* [TEXT SHOWN]
>>
In X2, Janssen's depiction continues to work at Xavier's School, while her powers have slowly been growing unstable since the battle at Liberty Island. Following an assassination attempt on the President by a mutant, Nightcrawler, Jean and Storm are sent by Xavier to track him down. After Colonel William Stryker attacks the school and most of the mutants are forced to flee, Logan contacts Jean to pick him, Rogue, Iceman and Pyro up in Boston. Throughout the film, Jean shows a strong increase in her abilities. In the end, after rescuing the captured mutants with the help of Magneto and Mystique and fighting a brainwashed Cyclops, Jean is forced to unleash her fully developed powers when a dam bursts near the Blackbird. She creates a massive psychic barrier to hold back the entire wave of Alkali Lake while lifting the repaired Blackbird out of harm's way, seemingly dying in the process.

 
In X-Men: The Last Stand, Jean is overtaken by her Dark Phoenix persona. After being found alive by Scott (who vanishes soon after), Jean is brought back to the mansion, where Xavier reveals to a shocked Logan that due to the instability of Jean's powers, he created psychic barriers inside her mind to prevent her alternate personality, the destructive Phoenix, from taking over. Jean awakens shortly after with the Phoenix in control and starts kissing and seducing Logan. He resists her advances and tries to talk to the real Jean. Suddenly, Jean snaps back to her usual self. She and begs Logan to kill her before the Phoenix takes over, but he doesn't want to. The Phoenix takes control and knocks Logan out. She leaves the mansion for her childhood home where both the X-Men and the Brotherhood track her down; though Xavier attempts to placate Jean, the Phoenix takes over again and disintegrates Xavier, destroys most of the house, and joins the Brotherhood under Magneto. Jean watches the film's climactic battle sequence on Alcatraz Island between the X-Men and the military and the Brotherhood, but refuses to obey Magneto. After Magneto is defeated, the Phoenix devastates Alcatraz Island, wiping out the military and most of Magneto's army. Magneto and the X-Men escape while Logan stays behind to reach Jean, his healing factor keeping him from being vaporised completely. Jean temporarily regains control and begs Logan to save her; he stabs her fatally after telling her he loves her. She is buried on the school grounds next to the graves of Xavier and Scott. Haley Ramm also portrays a young Jean's first meeting with Charles Xavier and Magneto in a flashback at the beginning of the film taking place twenty years before the events of the first film.
<<
* [GIVEN ENTRIES]
>>
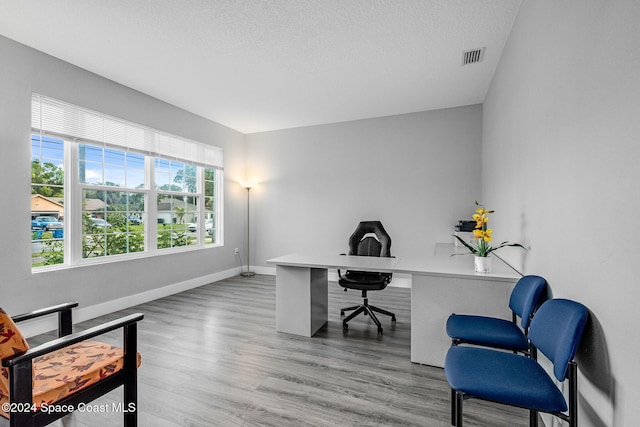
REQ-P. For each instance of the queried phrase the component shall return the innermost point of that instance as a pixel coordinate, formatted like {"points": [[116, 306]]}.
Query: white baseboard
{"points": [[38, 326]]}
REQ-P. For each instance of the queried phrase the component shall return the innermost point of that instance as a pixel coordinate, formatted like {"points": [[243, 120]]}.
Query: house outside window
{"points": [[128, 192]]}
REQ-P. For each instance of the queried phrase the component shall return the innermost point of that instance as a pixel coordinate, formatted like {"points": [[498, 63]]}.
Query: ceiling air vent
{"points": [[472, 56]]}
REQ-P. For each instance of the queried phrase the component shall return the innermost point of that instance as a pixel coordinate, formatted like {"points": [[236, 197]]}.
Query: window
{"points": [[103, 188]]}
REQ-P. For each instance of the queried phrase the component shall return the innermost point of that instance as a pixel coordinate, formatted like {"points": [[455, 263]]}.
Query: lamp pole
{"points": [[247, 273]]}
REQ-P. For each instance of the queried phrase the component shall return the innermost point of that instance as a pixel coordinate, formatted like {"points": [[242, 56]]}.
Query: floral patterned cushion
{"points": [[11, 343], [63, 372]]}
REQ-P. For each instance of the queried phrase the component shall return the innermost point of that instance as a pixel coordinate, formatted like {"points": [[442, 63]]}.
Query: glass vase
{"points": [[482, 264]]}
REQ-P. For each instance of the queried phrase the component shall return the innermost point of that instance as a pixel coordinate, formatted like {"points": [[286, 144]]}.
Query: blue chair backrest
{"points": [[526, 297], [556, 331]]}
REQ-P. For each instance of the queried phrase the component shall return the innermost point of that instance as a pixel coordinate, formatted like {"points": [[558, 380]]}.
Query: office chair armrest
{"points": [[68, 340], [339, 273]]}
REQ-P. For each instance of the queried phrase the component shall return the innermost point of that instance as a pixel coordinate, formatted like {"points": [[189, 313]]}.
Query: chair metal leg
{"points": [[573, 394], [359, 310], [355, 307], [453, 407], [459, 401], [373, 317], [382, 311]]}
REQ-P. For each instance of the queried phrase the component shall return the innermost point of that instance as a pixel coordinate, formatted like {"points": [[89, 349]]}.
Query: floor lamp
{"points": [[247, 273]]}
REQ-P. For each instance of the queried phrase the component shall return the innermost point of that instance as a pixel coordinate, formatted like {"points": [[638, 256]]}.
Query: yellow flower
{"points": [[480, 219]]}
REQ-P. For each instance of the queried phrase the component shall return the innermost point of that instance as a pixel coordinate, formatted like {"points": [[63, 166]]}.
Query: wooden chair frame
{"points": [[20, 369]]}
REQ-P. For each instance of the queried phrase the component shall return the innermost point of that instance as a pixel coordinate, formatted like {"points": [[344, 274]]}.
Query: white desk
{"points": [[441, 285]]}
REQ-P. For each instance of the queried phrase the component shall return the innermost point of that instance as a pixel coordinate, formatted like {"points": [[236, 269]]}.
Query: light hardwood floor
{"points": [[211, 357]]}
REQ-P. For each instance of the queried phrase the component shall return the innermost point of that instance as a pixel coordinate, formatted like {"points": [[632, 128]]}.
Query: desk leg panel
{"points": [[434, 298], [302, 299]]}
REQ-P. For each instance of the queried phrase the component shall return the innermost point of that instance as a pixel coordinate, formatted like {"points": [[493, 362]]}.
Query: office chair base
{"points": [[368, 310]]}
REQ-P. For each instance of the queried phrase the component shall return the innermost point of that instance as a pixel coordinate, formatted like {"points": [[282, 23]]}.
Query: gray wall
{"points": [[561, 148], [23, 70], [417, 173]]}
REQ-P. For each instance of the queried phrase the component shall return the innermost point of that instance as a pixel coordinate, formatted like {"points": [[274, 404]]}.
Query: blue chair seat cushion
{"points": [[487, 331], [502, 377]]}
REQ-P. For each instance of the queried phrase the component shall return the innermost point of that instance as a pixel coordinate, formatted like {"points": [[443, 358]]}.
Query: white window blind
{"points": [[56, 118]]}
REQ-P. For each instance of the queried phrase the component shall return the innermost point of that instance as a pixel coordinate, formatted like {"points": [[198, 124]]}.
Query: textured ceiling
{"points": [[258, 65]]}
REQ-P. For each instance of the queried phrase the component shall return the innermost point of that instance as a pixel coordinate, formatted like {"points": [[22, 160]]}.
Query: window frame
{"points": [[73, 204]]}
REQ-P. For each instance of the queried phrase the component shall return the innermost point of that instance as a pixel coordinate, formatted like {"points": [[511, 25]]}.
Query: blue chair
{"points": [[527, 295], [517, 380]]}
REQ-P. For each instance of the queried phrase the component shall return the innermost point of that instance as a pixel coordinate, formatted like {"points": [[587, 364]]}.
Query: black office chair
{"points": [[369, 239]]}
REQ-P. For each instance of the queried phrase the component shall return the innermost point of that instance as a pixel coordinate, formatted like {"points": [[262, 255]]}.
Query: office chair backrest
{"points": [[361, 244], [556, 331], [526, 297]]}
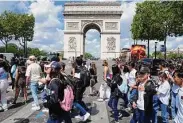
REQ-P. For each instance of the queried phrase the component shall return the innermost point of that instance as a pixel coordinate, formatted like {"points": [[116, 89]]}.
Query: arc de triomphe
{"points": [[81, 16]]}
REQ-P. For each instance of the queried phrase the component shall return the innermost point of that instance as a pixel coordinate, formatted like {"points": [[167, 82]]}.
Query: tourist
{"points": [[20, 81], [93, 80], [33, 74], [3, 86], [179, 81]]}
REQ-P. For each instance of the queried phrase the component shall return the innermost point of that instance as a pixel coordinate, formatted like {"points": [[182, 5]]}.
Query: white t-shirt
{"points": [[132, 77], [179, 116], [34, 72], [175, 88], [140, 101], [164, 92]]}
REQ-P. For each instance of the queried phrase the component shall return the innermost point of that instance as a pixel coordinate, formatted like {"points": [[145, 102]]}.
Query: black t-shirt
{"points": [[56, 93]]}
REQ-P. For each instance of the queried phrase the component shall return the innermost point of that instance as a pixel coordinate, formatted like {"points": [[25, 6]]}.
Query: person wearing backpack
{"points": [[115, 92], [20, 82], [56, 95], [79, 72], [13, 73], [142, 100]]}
<<
* [THE PROBLEM]
Answer these questions about the text on Jean in the X-Men films:
1. In X2, in which city does Logan ask Jean to pick him, Rogue, Iceman and Pyro up?
2. In X-Men: The Last Stand, what did Xavier create inside Jean's mind to keep the Phoenix from taking over?
3. Who portrays a young Jean in the flashback at the beginning of X-Men: The Last Stand?

* [RESPONSE TO THIS TASK]
1. Boston
2. Psychic barriers
3. Haley Ramm